WHAT IS ASKED -
Render every line of the records below as a numbered list, skipping blank lines and leaving out the pictures.

Extracted records -
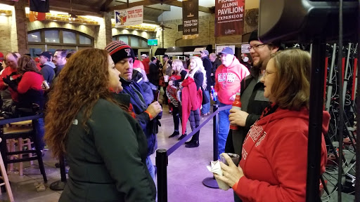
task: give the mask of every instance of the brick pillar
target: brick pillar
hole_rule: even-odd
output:
[[[111,32],[111,13],[103,13],[103,18],[101,22],[99,22],[98,34],[95,36],[95,48],[104,48],[105,46],[112,41]]]
[[[18,51],[22,55],[29,53],[27,32],[27,19],[25,13],[25,6],[27,6],[27,1],[19,1],[15,3],[15,13],[13,13],[13,22],[14,24],[11,26],[13,51]]]

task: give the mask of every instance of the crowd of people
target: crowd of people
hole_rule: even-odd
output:
[[[188,120],[192,130],[198,127],[214,96],[219,107],[226,107],[240,92],[241,109],[219,112],[219,154],[229,166],[220,163],[223,175],[214,177],[232,187],[234,201],[304,201],[307,154],[293,144],[307,147],[310,55],[281,50],[278,41],[264,43],[256,31],[249,43],[251,60],[238,60],[225,47],[217,55],[204,50],[184,60],[165,55],[162,64],[146,54],[136,60],[121,41],[104,50],[42,52],[40,66],[26,55],[10,53],[4,60],[0,54],[2,112],[21,116],[14,109],[46,108],[45,120],[37,126],[42,149],[46,142],[54,156],[66,156],[70,168],[59,201],[155,201],[150,156],[158,147],[162,104],[172,114],[169,138],[182,140]],[[251,66],[243,65],[249,60]],[[329,119],[324,112],[323,134]],[[238,129],[229,130],[231,124]],[[200,133],[185,147],[199,147]],[[326,161],[322,140],[321,173]],[[239,164],[224,152],[240,155]]]

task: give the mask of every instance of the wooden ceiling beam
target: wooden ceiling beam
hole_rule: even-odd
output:
[[[86,5],[81,5],[81,4],[72,4],[70,8],[69,6],[65,6],[63,1],[55,1],[52,0],[50,2],[50,9],[51,10],[58,10],[58,11],[64,11],[64,12],[72,12],[74,13],[86,13],[86,15],[94,15],[93,13],[100,13],[100,8],[91,6]]]
[[[101,11],[106,11],[109,5],[112,3],[113,0],[103,0],[99,5],[101,5]]]
[[[126,9],[126,8],[131,8],[131,7],[134,7],[134,6],[152,6],[152,5],[158,4],[169,4],[169,3],[174,2],[174,1],[177,1],[177,0],[160,0],[160,1],[159,0],[158,0],[158,1],[143,0],[143,1],[136,1],[136,2],[129,3],[129,4],[127,4],[124,2],[117,1],[117,2],[124,3],[124,4],[111,6],[111,7],[108,8],[107,11],[113,11],[114,10],[123,10],[123,9]],[[179,2],[180,2],[180,1],[179,1]],[[181,3],[181,2],[180,2],[180,3]]]
[[[171,6],[177,6],[177,7],[183,8],[183,2],[182,1],[171,1],[171,2],[165,3],[165,4],[169,4],[169,5],[171,5]],[[205,7],[205,6],[199,6],[199,11],[204,12],[204,13],[214,13],[214,12],[212,12],[210,10],[210,8]]]

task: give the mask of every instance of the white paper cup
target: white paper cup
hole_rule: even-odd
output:
[[[236,154],[231,154],[231,153],[226,153],[226,154],[231,158],[231,160],[233,160],[233,163],[238,166],[240,161],[240,156]],[[225,165],[228,165],[228,162],[226,161],[226,159],[222,156],[222,154],[220,154],[220,159],[222,163],[225,163]]]
[[[215,180],[217,180],[217,185],[219,185],[219,188],[221,189],[222,190],[225,190],[225,191],[227,191],[229,189],[230,189],[230,186],[229,186],[228,184],[224,182],[224,181],[217,180],[217,178],[215,178]]]
[[[167,75],[164,76],[164,81],[165,81],[165,83],[169,82],[169,76],[167,76]]]

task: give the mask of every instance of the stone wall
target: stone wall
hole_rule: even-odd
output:
[[[214,18],[214,14],[199,17],[199,36],[195,39],[182,39],[183,32],[177,32],[177,25],[182,24],[182,19],[164,21],[164,25],[166,27],[172,28],[165,28],[165,31],[164,32],[164,48],[171,46],[201,46],[211,44],[214,48],[215,43],[222,44],[241,42],[242,35],[215,37]],[[159,30],[157,33],[157,36],[160,39],[160,41],[162,40],[161,32],[162,32]]]

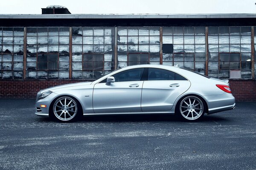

RESULT OF THIS EXERCISE -
1. task: give the mask of every instance of the brick pillar
2. target: brick pillar
3. hole_rule: even-odd
4. output:
5. [[[111,32],[111,13],[103,13],[103,18],[101,22],[99,22],[98,34],[95,36],[95,48],[104,48],[105,46],[112,41]]]
6. [[[18,51],[22,55],[29,53],[27,32],[27,19],[25,13],[25,6],[27,6],[27,1],[19,1],[15,3],[15,13],[13,13],[13,22],[14,24],[11,26],[13,51]]]
7. task: give the mask of every instance of the crowd of people
8. target: crowd of people
9. hole_rule: even-odd
10. output:
11. [[[188,120],[192,130],[198,127],[214,96],[219,107],[226,107],[240,92],[241,109],[219,112],[219,154],[229,166],[220,163],[223,175],[214,177],[232,187],[234,201],[304,201],[307,154],[293,144],[307,147],[310,55],[281,50],[278,41],[264,43],[256,31],[249,43],[251,60],[238,60],[225,47],[217,55],[204,50],[184,60],[165,55],[162,64],[146,54],[136,60],[121,41],[104,50],[42,52],[40,66],[26,55],[10,53],[4,60],[0,54],[2,112],[21,116],[14,109],[46,108],[45,120],[37,126],[42,149],[46,142],[54,156],[66,156],[70,168],[59,201],[155,201],[150,156],[158,147],[162,104],[172,114],[169,138],[182,140]],[[251,66],[243,65],[249,60]],[[329,119],[324,112],[323,134]],[[238,129],[229,130],[231,124]],[[200,133],[185,147],[199,147]],[[326,161],[322,140],[321,173]],[[239,164],[224,152],[240,155]]]
12. task: give the mask of every instance of the wooden ceiling beam
13. target: wooden ceiling beam
14. hole_rule: even-odd
15. output:
16. [[[86,5],[81,5],[81,4],[72,4],[70,8],[69,6],[65,6],[63,1],[55,1],[52,0],[50,2],[50,9],[51,10],[58,10],[58,11],[64,11],[64,12],[72,12],[74,13],[86,13],[86,15],[94,15],[93,13],[100,13],[100,8],[91,6]]]
17. [[[101,11],[106,11],[109,5],[112,3],[113,0],[103,0],[99,5],[101,5]]]
18. [[[126,9],[126,8],[131,8],[131,7],[134,7],[134,6],[152,6],[152,5],[158,4],[169,4],[169,3],[174,2],[174,1],[177,1],[177,0],[160,0],[160,1],[159,0],[158,0],[158,1],[143,0],[143,1],[136,1],[136,2],[129,3],[129,4],[127,4],[124,2],[117,1],[117,2],[124,3],[124,4],[111,6],[111,7],[108,8],[107,11],[113,11],[114,10],[123,10],[123,9]],[[179,2],[180,2],[180,1],[179,1]],[[181,3],[181,2],[180,2],[180,3]]]
19. [[[171,6],[177,6],[177,7],[183,8],[183,2],[182,1],[171,1],[171,2],[165,3],[165,4],[169,4],[169,5],[171,5]],[[205,7],[205,6],[199,6],[199,11],[204,12],[204,13],[214,13],[214,12],[212,12],[210,10],[210,8]]]
20. task: give the mask of every instance of the white paper cup
21. target: white paper cup
22. hole_rule: even-odd
23. output:
24. [[[236,154],[231,154],[231,153],[226,153],[226,154],[231,158],[231,160],[233,160],[233,163],[238,166],[240,161],[240,156]],[[225,165],[228,165],[228,162],[226,161],[226,159],[222,156],[222,154],[220,154],[220,159],[222,163],[225,163]]]
25. [[[215,180],[217,180],[217,185],[219,185],[219,188],[221,189],[222,190],[225,190],[225,191],[227,191],[229,189],[230,189],[230,186],[229,186],[228,184],[224,182],[224,181],[217,180],[217,178],[215,178]]]
26. [[[167,75],[164,76],[164,81],[165,81],[165,83],[169,82],[169,76],[167,76]]]
27. task: give the mask of every instance of the stone wall
28. target: stone wall
29. hole_rule: even-odd
30. output:
31. [[[214,18],[214,14],[199,17],[199,36],[195,39],[182,39],[183,32],[177,32],[177,25],[182,24],[182,19],[164,21],[164,25],[166,27],[172,28],[165,28],[165,31],[164,32],[164,48],[171,46],[201,46],[211,44],[214,48],[215,43],[222,44],[241,42],[242,35],[215,37]],[[159,30],[157,33],[157,36],[160,39],[160,41],[162,40],[161,32],[162,32]]]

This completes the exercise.